Written request 1: In the interview excerpt, what character does Hollander play in the BBC's new adaptation of The Night Manager?
Written request 2: Change "Notting Hill" to "Covent Garden" in the interview excerpt, and give the passage from "Hollander went on" up to and including "by Hugh Laurie.".

What I was asking him about was a recent article he wrote for The Spectator about the expectation on Eddie Redmayne to speak on behalf of transgender people as a result of his role in the film The Danish Girl.
Hollander went on to discuss being “accommodating when it came to my sexuality” early on in his career.
“I was half-pretty and boyish, and a lot of gay people seemed to have influential positions in the theatre,” he wrote. “So I went along with it, up to a point,” he explains, when we meet in Notting Hill, west London, “I wasn’t trying to suggest that I slept my way to the lower-middle, no.”
“Young people are variously desired by older people, whether they’re trying to have sex with them or not. And actors are in the market for selling their appearance. So, you’re very aware if somebody fancies you so you play up to it so that they have a nice time and you get the job. Nothing more than that.”
As it happens his latest character on television, Corcoran, in the BBC’s new adaptation of John Le Carre’s 1993 novel The Night Manager is the gay associate of an arms dealer played by Hugh Laurie.

Dataset content:
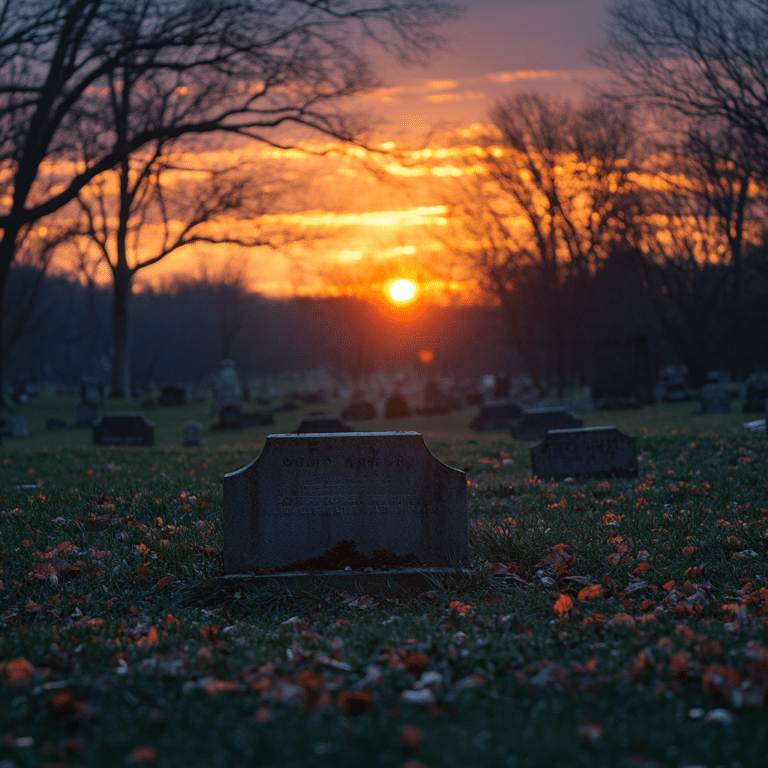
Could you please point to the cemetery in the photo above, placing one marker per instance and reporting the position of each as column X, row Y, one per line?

Correct response 1: Corcoran, the gay associate of an arms dealer played by Hugh Laurie.

Correct response 2:
Hollander went on to discuss being “accommodating when it came to my sexuality” early on in his career.
“I was half-pretty and boyish, and a lot of gay people seemed to have influential positions in the theatre,” he wrote. “So I went along with it, up to a point,” he explains, when we meet in Covent Garden, west London, “I wasn’t trying to suggest that I slept my way to the lower-middle, no.”
“Young people are variously desired by older people, whether they’re trying to have sex with them or not. And actors are in the market for selling their appearance. So, you’re very aware if somebody fancies you so you play up to it so that they have a nice time and you get the job. Nothing more than that.”
As it happens his latest character on television, Corcoran, in the BBC’s new adaptation of John Le Carre’s 1993 novel The Night Manager is the gay associate of an arms dealer played by Hugh Laurie.